§ 対象テキスト
こんばんは!猫大好きnoramieです!
今日は、忘れられない黒猫メラのお話をしようと思います。
怒りと共に、よみがえる記憶
先日、見慣れない番号から電話がかかって来ました。
「以前に猫の事でお世話になった者なんですが…。」
引っ越ししてきて数年経っても、未だに時々こうした連絡がある。
依頼者の名前を聞いても、大体が思い出せないので
場所や案件の内容を教えてもらうことにしている。
その時の相談の内容は、庭で餌をあげている猫が居て
慣れてきたから家の中に入れたいけれど、動物病院へ
連れて行って、ケアをしてもらえないかと言う話でした。
私は現在、引っ越してボランティア活動をしていない旨を
伝えると、そうですかーと、では、ご自身で連れて行くと
言い、何に入れて行けば良いかと尋ねられた。
段ボールか何かで良いかと言うので、いやいやいや
キャリーバッグに入れないとダメですよ。とアドバイス。
聞けば、猫達は耳カットされている様子で
相談者は、かなりの高齢者の上、猫を飼うことを
家族に承諾してもらっているとは思えない雰囲気でした。
その後、本当に保護されたかどうかは判りませんが
たぶん、しないだろうと思った。
そして、10年以上も前の案件を思い出し
よくもまあ連絡してこられたものだ。と呆れてしまった。
余命宣告と安楽死
2009年の初夏の事です。
近所から、怪我をしている猫が居るので
捕獲して治療したいと言う相談がありました。
そう遠くはなかったので、捕獲機を持って伺うと
まだ明るい日中だったので、その猫は居らず
夕方の餌の時間に、自分で捕獲してもらえるよう
やり方を教えて、病院の予約をしておいた。
中々連絡が来ないので、やはり高齢者だから
捕獲は難しいか、病院の診療時間も迫っていたので
再度現場へ向かいました。その途中で、無事に捕まったと
電話が来たので、暗闇の中、すぐにカバーを被せてやり
ギリギリセーフで病院へ滑り込みました。

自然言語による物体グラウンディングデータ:
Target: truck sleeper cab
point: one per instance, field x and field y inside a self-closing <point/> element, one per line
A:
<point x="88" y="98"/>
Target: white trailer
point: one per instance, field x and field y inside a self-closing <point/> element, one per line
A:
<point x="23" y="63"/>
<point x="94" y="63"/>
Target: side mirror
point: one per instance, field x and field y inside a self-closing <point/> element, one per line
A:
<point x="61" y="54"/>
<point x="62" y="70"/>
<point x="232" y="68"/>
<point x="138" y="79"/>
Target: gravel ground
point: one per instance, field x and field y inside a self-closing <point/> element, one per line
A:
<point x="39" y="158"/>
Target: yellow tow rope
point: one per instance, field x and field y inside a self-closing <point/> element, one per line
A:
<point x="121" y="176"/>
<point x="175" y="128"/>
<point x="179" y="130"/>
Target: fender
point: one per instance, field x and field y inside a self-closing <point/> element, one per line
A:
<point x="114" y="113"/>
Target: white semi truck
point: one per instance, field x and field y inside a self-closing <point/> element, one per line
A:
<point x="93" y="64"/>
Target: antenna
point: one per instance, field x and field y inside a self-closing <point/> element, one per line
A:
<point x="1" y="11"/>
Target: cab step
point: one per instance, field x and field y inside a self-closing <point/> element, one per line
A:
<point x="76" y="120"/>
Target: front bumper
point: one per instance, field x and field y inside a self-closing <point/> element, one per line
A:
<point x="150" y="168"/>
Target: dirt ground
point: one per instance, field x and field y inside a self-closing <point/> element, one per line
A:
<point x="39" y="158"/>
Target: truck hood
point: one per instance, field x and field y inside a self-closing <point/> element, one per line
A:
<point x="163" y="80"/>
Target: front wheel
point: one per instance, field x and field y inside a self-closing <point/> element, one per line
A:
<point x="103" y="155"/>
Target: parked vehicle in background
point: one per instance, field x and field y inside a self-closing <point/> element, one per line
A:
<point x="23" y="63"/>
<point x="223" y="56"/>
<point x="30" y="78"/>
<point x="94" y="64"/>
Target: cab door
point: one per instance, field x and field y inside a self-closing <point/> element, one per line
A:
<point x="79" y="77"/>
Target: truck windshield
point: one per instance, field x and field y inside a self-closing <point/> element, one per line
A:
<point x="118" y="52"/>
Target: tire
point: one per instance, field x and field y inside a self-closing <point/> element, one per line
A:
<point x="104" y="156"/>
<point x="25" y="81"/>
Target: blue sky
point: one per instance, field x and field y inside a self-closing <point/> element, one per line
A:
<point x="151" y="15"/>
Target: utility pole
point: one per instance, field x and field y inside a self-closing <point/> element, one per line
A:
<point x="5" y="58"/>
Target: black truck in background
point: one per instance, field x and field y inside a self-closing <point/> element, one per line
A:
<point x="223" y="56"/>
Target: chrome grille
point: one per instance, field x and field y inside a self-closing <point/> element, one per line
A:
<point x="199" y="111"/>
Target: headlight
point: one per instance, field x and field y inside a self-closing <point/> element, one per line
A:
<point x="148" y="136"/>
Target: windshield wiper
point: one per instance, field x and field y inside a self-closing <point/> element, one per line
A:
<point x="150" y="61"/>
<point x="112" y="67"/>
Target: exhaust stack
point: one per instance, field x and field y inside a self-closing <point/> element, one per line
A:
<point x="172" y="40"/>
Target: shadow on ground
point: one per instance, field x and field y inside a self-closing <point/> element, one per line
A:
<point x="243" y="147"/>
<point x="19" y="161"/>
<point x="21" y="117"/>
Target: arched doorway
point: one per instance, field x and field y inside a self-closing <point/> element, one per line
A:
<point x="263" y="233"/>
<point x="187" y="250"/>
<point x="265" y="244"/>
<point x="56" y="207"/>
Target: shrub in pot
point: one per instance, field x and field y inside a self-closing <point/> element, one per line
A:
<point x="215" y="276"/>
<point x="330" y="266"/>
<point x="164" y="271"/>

§ 作業指示
猫の保護に関する文章から、「段ボールか何かで良いかと言うので、いやいやいや」で始まり「よくもまあ連絡してこられたものだ。と呆れてしまった。」で終わる部分を一字一句変えずに書き写してください。

§ 解答例
段ボールか何かで良いかと言うので、いやいやいや
キャリーバッグに入れないとダメですよ。とアドバイス。
聞けば、猫達は耳カットされている様子で
相談者は、かなりの高齢者の上、猫を飼うことを
家族に承諾してもらっているとは思えない雰囲気でした。
その後、本当に保護されたかどうかは判りませんが
たぶん、しないだろうと思った。
そして、10年以上も前の案件を思い出し
よくもまあ連絡してこられたものだ。と呆れてしまった。